** Opening PROVIDED PASSAGE block **

Additional Group Information
Myths About Group Counseling
- They’ll make me tell all my deepest, darkest secrets right away!
You alone decide what to say and what not to say in group. It takes time for a group of people to develop into a relationship. It is also normal to feel some anxiety about talking in a group. Pace yourself. Disclose what you are ready to disclose. Like most other things in life, however, you tend to get out of group what you put into it. If you make an effort to talk about what brought you to counseling in the first place, we are confident that you will have a positive experience.
- The group leaders are responsible for your participation and have the best answers to your problems.
Along with the right not to discuss what you’re not ready to talk about comes the responsibility to initiate your own participation. It is each group member's responsibility to tell the group what you need, provide feedback in a warm manner, share reactions to other members, and express your present emotions. Group leaders are not mind readers, and do not know when you want to say something. We also don’t have all the answers, though we certainly often wish we did! Don’t forget that the other members of the group may be another good resource for challenge, support, or suggestions.
- Group counseling is an inferior form of treatment and is only used here when the waiting list for individual counseling is long.
This may be the biggest myth about group therapy! In fact, research shows that group participants usually experience equally satisfactory results as those who receive individual counseling. Sometimes they even like it better! At our Counseling Center, we use group, individual, and couple counseling based on the students’ needs, not on how busy our schedules are.

** Closing PROVIDED PASSAGE block **
** Opening DATA RECORDS block **

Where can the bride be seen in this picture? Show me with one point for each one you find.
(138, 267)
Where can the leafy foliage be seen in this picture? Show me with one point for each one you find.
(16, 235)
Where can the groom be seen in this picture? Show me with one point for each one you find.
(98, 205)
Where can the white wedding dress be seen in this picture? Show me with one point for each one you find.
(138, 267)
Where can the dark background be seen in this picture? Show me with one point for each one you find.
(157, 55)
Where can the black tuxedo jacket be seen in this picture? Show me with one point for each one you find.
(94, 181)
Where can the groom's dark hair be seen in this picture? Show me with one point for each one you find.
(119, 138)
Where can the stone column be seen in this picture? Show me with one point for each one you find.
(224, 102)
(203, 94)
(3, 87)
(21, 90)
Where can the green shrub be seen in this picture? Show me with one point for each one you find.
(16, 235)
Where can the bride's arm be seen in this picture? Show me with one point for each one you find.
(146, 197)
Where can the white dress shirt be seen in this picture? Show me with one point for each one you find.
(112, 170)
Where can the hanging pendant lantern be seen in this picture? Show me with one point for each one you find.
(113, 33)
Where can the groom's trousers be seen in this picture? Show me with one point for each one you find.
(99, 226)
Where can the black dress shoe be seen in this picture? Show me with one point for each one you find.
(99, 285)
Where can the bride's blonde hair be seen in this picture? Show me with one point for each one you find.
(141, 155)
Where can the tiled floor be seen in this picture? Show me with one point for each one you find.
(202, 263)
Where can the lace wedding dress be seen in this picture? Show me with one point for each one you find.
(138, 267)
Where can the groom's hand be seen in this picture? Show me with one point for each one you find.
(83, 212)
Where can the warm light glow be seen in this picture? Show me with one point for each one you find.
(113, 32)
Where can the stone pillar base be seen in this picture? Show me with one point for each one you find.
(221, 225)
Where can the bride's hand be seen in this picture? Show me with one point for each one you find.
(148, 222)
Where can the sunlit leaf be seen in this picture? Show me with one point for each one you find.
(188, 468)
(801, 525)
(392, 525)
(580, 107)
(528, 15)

** Closing DATA RECORDS block **

**TASKS TO CARRY OUT**
1/ In the group counseling myths text, give the part from "This may be" up to and including "our schedules are." again, renaming "Counseling Center" as "Wellness Center".
2/ Answer these questions about the group counseling myths text:
(a) Who decides what to say and what not to say in group?
(b) According to the text, what do group leaders not know?
(c) What does the Counseling Center base its use of group, individual, and couple counseling on?
The data has nothing to do with the text.

**ANSWERS TO EACH TASK**
1/
This may be the biggest myth about group therapy! In fact, research shows that group participants usually experience equally satisfactory results as those who receive individual counseling. Sometimes they even like it better! At our Wellness Center, we use group, individual, and couple counseling based on the students’ needs, not on how busy our schedules are.

2/
(a) You alone decide.
(b) When you want to say something.
(c) The students' needs.